• [Records provided]
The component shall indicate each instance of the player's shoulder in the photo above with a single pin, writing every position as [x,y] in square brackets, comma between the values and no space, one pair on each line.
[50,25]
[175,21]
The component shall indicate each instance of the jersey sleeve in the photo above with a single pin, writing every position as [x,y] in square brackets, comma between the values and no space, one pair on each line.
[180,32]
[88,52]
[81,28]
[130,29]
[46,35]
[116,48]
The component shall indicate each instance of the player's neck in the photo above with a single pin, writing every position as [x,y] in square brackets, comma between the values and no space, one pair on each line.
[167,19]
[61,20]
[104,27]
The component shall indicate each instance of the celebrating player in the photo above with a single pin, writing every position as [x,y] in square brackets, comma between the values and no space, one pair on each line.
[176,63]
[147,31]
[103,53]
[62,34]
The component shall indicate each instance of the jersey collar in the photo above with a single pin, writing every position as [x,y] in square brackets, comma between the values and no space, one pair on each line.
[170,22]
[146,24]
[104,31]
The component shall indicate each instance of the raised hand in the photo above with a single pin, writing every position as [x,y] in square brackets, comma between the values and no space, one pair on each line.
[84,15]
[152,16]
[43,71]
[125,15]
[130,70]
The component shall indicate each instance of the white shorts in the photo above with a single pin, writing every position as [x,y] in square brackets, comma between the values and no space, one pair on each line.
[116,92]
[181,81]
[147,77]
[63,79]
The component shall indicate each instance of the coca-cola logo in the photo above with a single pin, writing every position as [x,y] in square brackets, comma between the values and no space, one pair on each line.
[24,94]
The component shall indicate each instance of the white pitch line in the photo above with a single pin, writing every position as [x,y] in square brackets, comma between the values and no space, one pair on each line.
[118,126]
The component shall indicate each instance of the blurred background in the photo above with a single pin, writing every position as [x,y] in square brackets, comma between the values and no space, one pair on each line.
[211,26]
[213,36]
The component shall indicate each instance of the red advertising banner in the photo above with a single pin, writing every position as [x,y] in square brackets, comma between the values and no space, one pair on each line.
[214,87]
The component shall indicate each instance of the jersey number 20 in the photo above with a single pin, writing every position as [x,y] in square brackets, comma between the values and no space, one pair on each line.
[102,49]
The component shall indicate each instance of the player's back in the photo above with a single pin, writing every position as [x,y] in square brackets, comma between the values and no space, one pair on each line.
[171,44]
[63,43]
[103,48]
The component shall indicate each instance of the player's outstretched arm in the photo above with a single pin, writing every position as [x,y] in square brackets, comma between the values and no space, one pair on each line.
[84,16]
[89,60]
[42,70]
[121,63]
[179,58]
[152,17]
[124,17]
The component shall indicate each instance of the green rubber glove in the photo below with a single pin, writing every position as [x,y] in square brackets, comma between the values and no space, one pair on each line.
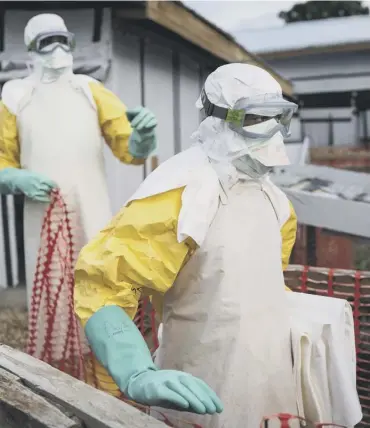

• [Work required] Your answer must be the records above, copied exactly, with no pictures.

• [Answer below]
The component shall indicate each instance of the player's shoulder in the photo above with a single pin, writing every position as [x,y] in square brackets, comma between the values and no space, one pair on each line.
[50,25]
[175,21]
The component shall indicate each instance of the jersey sleeve in the photo above with a single pin, writing every position as [x,y] in square brackets, comma between the values and no space, one pair on each line.
[180,32]
[88,52]
[81,28]
[130,29]
[46,35]
[116,48]
The component shall indicate each instance of the player's neck in the photo above with a single pin, writing every position as [x,y] in square brackets, comma between the values and no space, one pair on each line.
[167,19]
[61,20]
[104,27]
The component shall indicate each instance of the celebrating player in the photo above with a single pin, writing every position as [x,y] in square brackets, comma between the values and no space, one pair on each line.
[176,63]
[147,31]
[103,53]
[62,34]
The component shall indicate each instance of the jersey collar in the photo above with a single pin, writing every position as [x,y] in square brackets, comma between the values and no space, one pair on each line.
[170,22]
[146,24]
[104,31]
The component shall indicate each instance of the raised hand in the photo above with a single pin, writing every position as [x,y] in square brackets, comma between the values and no space, one pair on each line.
[84,15]
[152,16]
[43,71]
[125,15]
[130,70]
The component shall indicate each instance of the white shorts in the photo above with a single pin, writing every position as [x,y] in square brackets, comma between the values and no space, one pair on each line.
[116,92]
[181,81]
[147,77]
[63,79]
The component shall indicate each instance of the coca-cola logo in the photo above with a single pin, writing every position as [x,y] in square brackets, comma between the values and no space, one pair on each line.
[24,94]
The component shall indicate each instance of the white pitch line in the photo above with a single pin, writing every position as [x,y] in square brackets, comma between the values and no space, one pair on each line.
[118,126]
The component shall indicate each instance of the blurred background in the photo above with a single pin, writing every position as [x,y] in square brackets, comma between the values and no space, one pair on each line.
[211,26]
[213,36]
The component shall indicate each instance of the red advertising banner in the photo above with a single pin, writing every position as [x,y] in square brackets, comma between the values and no space, one pair on each line.
[214,87]
The component shall indicate each instance of the jersey number 20 in the photo above with a single pin, writing every position as [x,y] in square brackets, comma between the values and no space, one pair on each line.
[102,49]
The component shall indicate each instance of the player's back in the photo above with a single pin, writing every position as [x,y] in square brackets, comma between the values and no space, one pair on each line.
[171,44]
[63,43]
[103,48]
The component shall indicate each instance of the player's outstretched arm in the photo above with a single pin, writing every position as [x,y] in square brackets, comma between the values and no space, one pair on each line.
[84,16]
[89,60]
[42,70]
[121,63]
[179,58]
[152,17]
[124,17]
The component shall indicate each instance of the green rubber glove in the photo below with a single pin, writing every position as [x,y] in square brackets, comma between the values and no space, one pair on each line.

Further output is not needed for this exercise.